# Can't deal with the pain anymore



## alabrad (Oct 30, 2009)

2 years ago my wife met another man outside our marriage, I found notes of them talking how they wanted to spend the rest of their live's together. I delt with that. About 8 months ago my friend cleaned up my pc for me and found pics of him laying in my bed. I confronted her about it and she gave me the same story that he is just a friend. I have delt with that. By the way i work offshore and work a 2 week on 2 week off schedule. This last time i come home from work a teacher at my oldest girls school (my daughter is 8) wanted to talk to me. Come to find out my wife had told some of the teachers there that we were divorced and that this other man was going to be my daughters new daddy because i was never at home, to make it worst he had been coming to the school in the afternoon's and picking her up without my wife. I asked the school principal about this and he said my wife had put him on my girls car rider list. And that he was at the school regulary. I confront my wife about all this and she told me that they were lying, so i showed her a copy of that car rider list and she did'nt know how his name got on there. I don't want my marriage to end, i just my loving wife back. Any help or suggestions out there? I am only home two weeks at a time and i hate fighting about this man everytime i come home, is there a cure to this without divorce? Any help or comments are appreciated,,,


----------



## stillINshock (Apr 9, 2009)

Quit your job. Be closer to her. Don't be absent. No work is worth throwing away a relationship. There must be something else you can do? Or at least present her with this. If she doesn't want you there - you won't be there at all soon. My H traveled a lot and fell into his harmful pattern of betrayal. We have a new rule - we travel together. Its just the way it has to be, and we're both happy about it because we want to be together. Trust me, if you offer to make yourself more available and she pushes you away, you have your answer.


----------



## Princesa (Oct 25, 2009)

I agree with STILLINSHOCK, do whatever you need to be with your wife, don't accuse, just show her unconditional love. Remind her of the man she fell in love with


----------

# DATASET SECTION
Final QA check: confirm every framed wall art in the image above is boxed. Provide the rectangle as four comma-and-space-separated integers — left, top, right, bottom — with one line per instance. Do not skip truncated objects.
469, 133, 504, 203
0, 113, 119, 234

# GIVEN EXERCISE
Output the part of the forum thread about the wife's affair from "## stillINshock (Apr" to "have your answer.", word for word.

# SOLVED EXERCISE
## stillINshock (Apr 9, 2009)

Quit your job. Be closer to her. Don't be absent. No work is worth throwing away a relationship. There must be something else you can do? Or at least present her with this. If she doesn't want you there - you won't be there at all soon. My H traveled a lot and fell into his harmful pattern of betrayal. We have a new rule - we travel together. Its just the way it has to be, and we're both happy about it because we want to be together. Trust me, if you offer to make yourself more available and she pushes you away, you have your answer.